▶ **The task**: Translate this sentence from the text below about Fener into Spanish: "Fener is sandwiched between Cibali and Balat on the southern shore of the Golden Horn."

▶ **Provided text**:
Fener (/tr/; Φανάρι), also spelled Phanar, is a quarter midway up the Golden Horn in the district of Fatih in Istanbul, Turkey. The Turkish name is derived from the Greek word "phanarion" (Medieval Greek: Φανάριον), meaning lantern, streetlight or lamppost; the neighborhood was so called because of a column topped with a lantern which stood here in the Byzantine period and was used as a street light or lighthouse.

Fener was a traditionally Greek neighbourhood during the Ottoman era and its streets still contain many old stone houses and churches dating from Byzantine and Ottoman times. The grand mansions between the main road and the shore of the Golden Horn were often used to store wood imported from the Black Sea (Pontos) area; one now houses Istanbul's Women's Library. Their picturesque façades were damaged as a result of street-widening work from the 1930s onwards.

Fener is sandwiched between Cibali and Balat on the southern shore of the Golden Horn. The steep hills behind it run up to the Fatih neighbourhood.

Fener is served by the T5 tram line which links it with Cibali and the small bus terminal (for buses to Anatolia) at Alibeyköy. The Golden Horn ferry also stops at Fener, linking it to Üsküdar, Karaköy, Kasımpaşa, Balat, Ayvansaray, Hasköy, Sütlüce and Eyüp.

==History==
After the Fall of Constantinople in 1453, Fener became home to many of the Greeks living in the city. The Patriarchate of Constantinople also moved here and remains here today. As a result, the term "Phanar" is sometimes used as a shorthand reference to the Ecumenical Patriarchate, just as "Vatican" is used for the Holy See of the Roman Catholic Church.

During the Ottoman period, the Greek inhabitants of Fener were called Phanariotes and often served the Sultan in important roles. Wealthy Phanariotes often served as dragomans (translators) or became the governors of provinces in the Balkans and Greece. Several served as hospodars of Wallachia and Moldavia between 1711 and 1821.

During WWI, the area was affected by the British bombing of Istanbul.

▶ **Given records**:
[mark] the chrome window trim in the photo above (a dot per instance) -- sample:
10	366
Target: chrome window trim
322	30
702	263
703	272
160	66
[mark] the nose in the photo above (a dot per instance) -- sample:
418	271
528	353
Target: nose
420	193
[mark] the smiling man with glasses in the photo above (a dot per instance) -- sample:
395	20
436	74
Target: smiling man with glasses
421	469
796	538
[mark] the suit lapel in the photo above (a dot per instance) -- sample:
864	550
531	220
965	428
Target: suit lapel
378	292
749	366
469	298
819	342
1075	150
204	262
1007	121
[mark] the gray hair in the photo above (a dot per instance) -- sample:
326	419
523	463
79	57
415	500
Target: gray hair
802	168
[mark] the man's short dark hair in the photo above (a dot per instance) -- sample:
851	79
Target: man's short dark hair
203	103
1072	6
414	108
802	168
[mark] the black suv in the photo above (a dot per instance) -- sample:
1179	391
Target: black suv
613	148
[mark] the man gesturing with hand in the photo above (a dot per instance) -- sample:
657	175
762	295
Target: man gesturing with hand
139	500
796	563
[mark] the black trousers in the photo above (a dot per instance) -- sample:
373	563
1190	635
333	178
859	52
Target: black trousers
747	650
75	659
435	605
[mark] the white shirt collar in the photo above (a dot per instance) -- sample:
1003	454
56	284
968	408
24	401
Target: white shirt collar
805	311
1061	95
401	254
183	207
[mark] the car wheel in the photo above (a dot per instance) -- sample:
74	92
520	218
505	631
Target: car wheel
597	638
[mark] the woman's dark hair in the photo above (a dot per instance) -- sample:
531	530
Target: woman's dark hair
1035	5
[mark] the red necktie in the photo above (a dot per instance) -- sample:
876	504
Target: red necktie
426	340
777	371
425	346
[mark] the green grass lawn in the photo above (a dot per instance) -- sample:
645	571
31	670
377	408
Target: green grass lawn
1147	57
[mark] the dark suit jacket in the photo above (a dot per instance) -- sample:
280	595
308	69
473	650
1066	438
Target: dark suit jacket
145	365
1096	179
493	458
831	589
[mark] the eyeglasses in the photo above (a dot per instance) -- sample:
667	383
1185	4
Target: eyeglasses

▶ **Problem solution**: Fener está encajado entre Cibali y Balat, en la orilla sur del Cuerno de Oro.